Exercise 1:
Using the text on dug wells, answer these questions:
(a) What is the minimum diameter of a dug well if two men are to work together at its bottom?
(b) How far above the ground should the well lining extend to form a head wall?
(c) In fine sand aquifers where the lining has no openings, where does groundwater enter the well?
Exercise 2:
Translate this sentence from the text on dug wells into Spanish: "A concrete slab should be constructed on the ground surface, extending for 2 m around the well."

2.1 Freshwater Augmentation Technologies

2.1.1 Dug Wells

Technical Description

Dug wells are made simply by digging a hole in the ground. Experience shows that the diameter of a dug well should be at least 1.2 m if two men are to work together at the bottom of the well during the digging. On average, depending on the particular soil, the ratio between diameter and depth should be about 2:1, although cohesive soils may require a lower ratio and extremely uncohesive soils may require the use of some structural support to prevent the collapse of the well walls.

The depth to which a well can and should be dug depends largely upon the type of ground and the fluctuation in the depth of the groundwater table below the land surface. On small, low-lying islands, such as coral islands, wells should be deep enough to ensure that they do not run dry at low tide but not too deep so as to allow the entry of saline water into the wells at high tide. The depth of water in the well is dependent on the tidal response of the groundwater at the well location, but typically should be about one-half to one metre below water table to allow bailing to occur (Hofkes, 1981).

Most dug wells need an inner lining. Materials such as brick, stone, masonry, concrete (cast within shuttering inside the hole), or precast concrete rings may be used. If the well is dug in solid material (e.g., rock), the well may stand unlined, but lining the upper part is always recommended in order to avoid contamination of the well by surface runoff and debris. In loose sediments, the well should be lined over its entire depth (Figure 19).

Figure 19

Figure 19. Dug well in fire granular aquifer (Hofkes, 1981).

The section of the well wall that penetrates the aquifer, if lined, requires a lining with openings or perforations to allow groundwater to flow into the well. In fine sand aquifers, it is impossible to provide a lining with openings or perforations small enough to retain the fine sand and prevent it from passing into the well. In such cases, the lining is frequently extended over the entire depth of the well without any openings or perforations (IRC, 1981). In such cases, the groundwater enters the well from the unlined floor of the hole.

As noted above, the well should also be protected from surface pollution by extending the well lining at least 0.5 m above the ground to form a head wall around the outer rim of the well. A concrete slab should be constructed on the ground surface, extending for 2 m around the well. The concrete slab also seals any fissures between the well lining and the walls of the excavated hole, preventing polluted surface water from seeping into the well along the outer casing of the well. Similarly, it is desirable for the top of the well to be covered, and a handpump fitted, to further prevent contaminants from entering the well. The different types of handpumps are discussed later in this chapter.

Dataset content:
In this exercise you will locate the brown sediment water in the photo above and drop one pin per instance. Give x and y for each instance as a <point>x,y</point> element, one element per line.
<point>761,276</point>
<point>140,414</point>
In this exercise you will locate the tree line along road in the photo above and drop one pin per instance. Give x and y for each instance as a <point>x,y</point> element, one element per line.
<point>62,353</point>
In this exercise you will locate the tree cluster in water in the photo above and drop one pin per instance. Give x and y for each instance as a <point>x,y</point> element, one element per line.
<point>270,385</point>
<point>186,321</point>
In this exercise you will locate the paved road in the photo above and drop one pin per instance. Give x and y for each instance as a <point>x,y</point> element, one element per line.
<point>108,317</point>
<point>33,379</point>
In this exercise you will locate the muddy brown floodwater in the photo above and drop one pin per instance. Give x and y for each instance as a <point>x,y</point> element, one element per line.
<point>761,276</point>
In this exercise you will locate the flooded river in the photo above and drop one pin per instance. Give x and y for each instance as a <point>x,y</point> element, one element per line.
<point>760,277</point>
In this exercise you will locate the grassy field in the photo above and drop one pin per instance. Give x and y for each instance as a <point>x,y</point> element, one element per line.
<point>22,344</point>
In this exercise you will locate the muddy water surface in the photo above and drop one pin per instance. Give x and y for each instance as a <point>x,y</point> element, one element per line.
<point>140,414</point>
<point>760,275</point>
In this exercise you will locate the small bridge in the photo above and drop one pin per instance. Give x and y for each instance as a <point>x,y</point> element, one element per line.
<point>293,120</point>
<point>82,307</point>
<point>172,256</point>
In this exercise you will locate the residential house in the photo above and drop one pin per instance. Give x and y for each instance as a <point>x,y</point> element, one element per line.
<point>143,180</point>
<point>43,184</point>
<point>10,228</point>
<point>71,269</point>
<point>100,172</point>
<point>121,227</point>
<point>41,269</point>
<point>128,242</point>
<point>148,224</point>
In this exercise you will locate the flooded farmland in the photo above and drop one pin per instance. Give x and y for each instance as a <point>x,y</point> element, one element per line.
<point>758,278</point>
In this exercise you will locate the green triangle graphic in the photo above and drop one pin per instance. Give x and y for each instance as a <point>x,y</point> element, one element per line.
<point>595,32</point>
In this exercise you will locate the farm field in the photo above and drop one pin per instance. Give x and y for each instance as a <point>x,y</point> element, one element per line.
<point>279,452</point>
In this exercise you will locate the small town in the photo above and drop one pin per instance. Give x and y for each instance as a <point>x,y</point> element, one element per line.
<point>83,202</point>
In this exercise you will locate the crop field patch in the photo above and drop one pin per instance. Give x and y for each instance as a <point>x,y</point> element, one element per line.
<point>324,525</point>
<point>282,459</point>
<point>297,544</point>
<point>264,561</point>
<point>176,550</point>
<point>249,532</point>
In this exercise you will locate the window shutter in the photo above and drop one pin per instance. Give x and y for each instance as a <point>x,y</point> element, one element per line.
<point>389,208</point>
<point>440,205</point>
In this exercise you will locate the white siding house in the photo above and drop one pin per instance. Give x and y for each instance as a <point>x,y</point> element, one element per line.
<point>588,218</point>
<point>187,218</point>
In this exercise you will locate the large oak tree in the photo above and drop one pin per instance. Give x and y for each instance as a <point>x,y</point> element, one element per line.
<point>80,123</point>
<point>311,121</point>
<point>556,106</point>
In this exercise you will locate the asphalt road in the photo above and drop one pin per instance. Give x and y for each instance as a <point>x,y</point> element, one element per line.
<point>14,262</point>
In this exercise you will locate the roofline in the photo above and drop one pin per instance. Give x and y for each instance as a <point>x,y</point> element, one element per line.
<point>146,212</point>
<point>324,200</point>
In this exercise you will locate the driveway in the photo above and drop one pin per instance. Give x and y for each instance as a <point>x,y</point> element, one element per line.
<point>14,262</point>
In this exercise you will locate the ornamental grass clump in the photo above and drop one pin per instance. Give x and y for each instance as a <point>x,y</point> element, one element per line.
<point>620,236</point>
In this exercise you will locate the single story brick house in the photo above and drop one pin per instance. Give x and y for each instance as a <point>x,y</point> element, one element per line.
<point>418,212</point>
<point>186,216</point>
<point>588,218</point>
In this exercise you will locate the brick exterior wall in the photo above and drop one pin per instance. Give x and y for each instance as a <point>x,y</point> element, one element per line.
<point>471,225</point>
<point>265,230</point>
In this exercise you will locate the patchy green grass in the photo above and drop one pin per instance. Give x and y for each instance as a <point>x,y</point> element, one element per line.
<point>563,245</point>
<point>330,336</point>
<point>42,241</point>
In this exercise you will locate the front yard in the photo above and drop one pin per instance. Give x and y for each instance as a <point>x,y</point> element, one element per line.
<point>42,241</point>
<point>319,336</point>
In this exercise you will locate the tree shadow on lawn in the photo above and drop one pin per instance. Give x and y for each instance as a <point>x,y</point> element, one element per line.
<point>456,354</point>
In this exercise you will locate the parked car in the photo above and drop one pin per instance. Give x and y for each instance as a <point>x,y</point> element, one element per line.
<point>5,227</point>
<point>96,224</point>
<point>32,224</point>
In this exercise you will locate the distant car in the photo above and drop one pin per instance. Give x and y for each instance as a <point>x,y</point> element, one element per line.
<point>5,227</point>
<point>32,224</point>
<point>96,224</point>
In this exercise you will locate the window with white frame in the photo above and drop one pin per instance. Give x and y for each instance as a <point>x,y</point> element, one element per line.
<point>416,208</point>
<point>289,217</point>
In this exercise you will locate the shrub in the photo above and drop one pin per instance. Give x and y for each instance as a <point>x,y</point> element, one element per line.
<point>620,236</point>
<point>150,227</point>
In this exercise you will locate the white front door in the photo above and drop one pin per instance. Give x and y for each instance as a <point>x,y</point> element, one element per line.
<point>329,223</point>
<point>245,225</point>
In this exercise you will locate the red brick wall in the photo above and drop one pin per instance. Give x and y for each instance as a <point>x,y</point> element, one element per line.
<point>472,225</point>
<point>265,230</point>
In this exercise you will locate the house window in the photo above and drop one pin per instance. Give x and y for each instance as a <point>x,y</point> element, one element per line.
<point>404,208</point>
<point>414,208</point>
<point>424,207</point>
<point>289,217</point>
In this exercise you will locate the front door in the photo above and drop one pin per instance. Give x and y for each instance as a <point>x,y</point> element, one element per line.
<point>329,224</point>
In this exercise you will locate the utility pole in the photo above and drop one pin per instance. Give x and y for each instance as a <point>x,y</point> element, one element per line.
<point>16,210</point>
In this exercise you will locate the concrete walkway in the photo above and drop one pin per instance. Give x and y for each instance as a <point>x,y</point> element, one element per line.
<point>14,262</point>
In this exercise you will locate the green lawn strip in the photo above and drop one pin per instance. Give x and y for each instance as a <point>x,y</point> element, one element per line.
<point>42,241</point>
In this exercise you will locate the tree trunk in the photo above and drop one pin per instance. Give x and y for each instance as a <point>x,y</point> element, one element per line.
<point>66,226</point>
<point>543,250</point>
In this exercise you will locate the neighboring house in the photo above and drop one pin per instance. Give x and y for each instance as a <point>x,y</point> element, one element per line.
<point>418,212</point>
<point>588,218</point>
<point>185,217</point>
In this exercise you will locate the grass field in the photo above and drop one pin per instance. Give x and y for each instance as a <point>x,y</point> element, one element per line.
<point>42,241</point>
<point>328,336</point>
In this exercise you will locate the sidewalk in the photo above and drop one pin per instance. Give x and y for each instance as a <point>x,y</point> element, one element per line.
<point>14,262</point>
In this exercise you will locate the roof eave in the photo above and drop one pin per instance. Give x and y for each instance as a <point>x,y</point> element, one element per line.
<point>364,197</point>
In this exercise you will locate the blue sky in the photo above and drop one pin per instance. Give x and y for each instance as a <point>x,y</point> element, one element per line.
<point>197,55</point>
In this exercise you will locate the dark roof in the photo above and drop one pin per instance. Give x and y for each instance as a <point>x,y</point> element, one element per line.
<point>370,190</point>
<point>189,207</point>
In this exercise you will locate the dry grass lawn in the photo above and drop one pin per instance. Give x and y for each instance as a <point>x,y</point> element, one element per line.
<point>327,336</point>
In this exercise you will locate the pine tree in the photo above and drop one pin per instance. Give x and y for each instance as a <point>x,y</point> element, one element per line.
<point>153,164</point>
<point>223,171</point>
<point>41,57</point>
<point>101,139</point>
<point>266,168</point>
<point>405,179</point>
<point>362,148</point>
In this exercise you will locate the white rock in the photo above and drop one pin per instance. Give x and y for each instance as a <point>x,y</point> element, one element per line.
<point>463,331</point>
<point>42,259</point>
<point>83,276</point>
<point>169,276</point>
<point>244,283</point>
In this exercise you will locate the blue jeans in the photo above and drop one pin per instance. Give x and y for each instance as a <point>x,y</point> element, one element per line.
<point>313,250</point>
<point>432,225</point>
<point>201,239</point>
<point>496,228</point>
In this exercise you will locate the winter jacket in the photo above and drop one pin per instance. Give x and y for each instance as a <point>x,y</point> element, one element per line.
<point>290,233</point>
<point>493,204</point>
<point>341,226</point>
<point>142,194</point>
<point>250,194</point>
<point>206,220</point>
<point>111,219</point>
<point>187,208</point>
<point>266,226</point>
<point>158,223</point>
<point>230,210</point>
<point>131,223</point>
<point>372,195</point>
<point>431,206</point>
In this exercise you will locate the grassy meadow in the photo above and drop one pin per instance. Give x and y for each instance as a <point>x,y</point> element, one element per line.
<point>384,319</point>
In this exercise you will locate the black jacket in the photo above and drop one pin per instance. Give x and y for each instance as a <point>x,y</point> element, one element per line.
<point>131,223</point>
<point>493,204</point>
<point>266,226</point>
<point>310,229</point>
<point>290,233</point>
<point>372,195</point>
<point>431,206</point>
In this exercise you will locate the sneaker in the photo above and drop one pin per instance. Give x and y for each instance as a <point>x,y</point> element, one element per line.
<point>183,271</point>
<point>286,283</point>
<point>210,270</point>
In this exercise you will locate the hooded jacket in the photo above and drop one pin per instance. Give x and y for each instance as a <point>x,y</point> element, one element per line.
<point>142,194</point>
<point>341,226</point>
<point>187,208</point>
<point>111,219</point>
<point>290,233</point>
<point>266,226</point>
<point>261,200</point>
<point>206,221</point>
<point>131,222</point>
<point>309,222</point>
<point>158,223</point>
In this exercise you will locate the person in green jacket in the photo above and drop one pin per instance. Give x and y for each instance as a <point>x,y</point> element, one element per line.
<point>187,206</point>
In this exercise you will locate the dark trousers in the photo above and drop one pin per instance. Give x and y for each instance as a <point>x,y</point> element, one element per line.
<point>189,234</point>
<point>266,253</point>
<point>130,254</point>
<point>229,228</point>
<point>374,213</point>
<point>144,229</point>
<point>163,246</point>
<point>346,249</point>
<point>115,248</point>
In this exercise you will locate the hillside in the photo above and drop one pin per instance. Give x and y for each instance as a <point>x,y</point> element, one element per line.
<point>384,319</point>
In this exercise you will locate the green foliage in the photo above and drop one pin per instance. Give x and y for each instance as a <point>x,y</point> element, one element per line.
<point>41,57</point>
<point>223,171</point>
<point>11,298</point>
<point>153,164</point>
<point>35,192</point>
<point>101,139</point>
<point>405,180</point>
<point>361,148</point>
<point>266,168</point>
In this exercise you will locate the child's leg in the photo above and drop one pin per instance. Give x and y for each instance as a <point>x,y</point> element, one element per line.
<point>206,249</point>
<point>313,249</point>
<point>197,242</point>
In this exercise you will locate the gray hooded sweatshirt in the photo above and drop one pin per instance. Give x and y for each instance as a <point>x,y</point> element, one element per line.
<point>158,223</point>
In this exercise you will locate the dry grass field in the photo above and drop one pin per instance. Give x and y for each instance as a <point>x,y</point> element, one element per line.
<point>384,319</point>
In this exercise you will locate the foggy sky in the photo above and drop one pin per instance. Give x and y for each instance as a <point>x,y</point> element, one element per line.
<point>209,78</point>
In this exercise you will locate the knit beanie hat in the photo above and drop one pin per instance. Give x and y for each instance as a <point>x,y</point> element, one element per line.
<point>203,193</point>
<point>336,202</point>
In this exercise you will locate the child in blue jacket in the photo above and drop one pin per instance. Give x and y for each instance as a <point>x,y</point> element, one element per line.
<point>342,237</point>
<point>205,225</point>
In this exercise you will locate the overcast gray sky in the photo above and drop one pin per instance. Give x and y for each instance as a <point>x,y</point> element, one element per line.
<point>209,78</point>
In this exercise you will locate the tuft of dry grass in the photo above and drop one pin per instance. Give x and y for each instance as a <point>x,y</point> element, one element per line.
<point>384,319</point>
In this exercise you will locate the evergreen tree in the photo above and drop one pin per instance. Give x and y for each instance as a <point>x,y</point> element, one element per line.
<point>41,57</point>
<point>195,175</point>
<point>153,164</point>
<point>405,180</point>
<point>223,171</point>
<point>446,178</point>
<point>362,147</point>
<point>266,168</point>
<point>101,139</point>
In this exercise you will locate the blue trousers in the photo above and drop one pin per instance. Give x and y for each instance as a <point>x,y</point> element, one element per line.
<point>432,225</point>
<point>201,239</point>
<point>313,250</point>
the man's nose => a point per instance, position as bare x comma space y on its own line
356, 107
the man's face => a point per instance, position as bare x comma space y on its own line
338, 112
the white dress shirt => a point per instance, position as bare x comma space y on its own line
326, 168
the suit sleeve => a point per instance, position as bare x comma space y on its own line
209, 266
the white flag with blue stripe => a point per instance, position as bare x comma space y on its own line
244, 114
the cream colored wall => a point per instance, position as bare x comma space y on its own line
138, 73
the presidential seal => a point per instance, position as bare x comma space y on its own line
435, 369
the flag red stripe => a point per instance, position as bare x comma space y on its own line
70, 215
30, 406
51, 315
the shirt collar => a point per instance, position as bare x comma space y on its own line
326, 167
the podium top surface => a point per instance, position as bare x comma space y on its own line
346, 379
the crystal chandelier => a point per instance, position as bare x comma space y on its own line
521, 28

Full output 1:
(a) At least 1.2 m.
(b) At least 0.5 m.
(c) From the unlined floor of the hole.

Full output 2:
Se debe construir una losa de concreto sobre la superficie del terreno, que se extienda 2 m alrededor del pozo.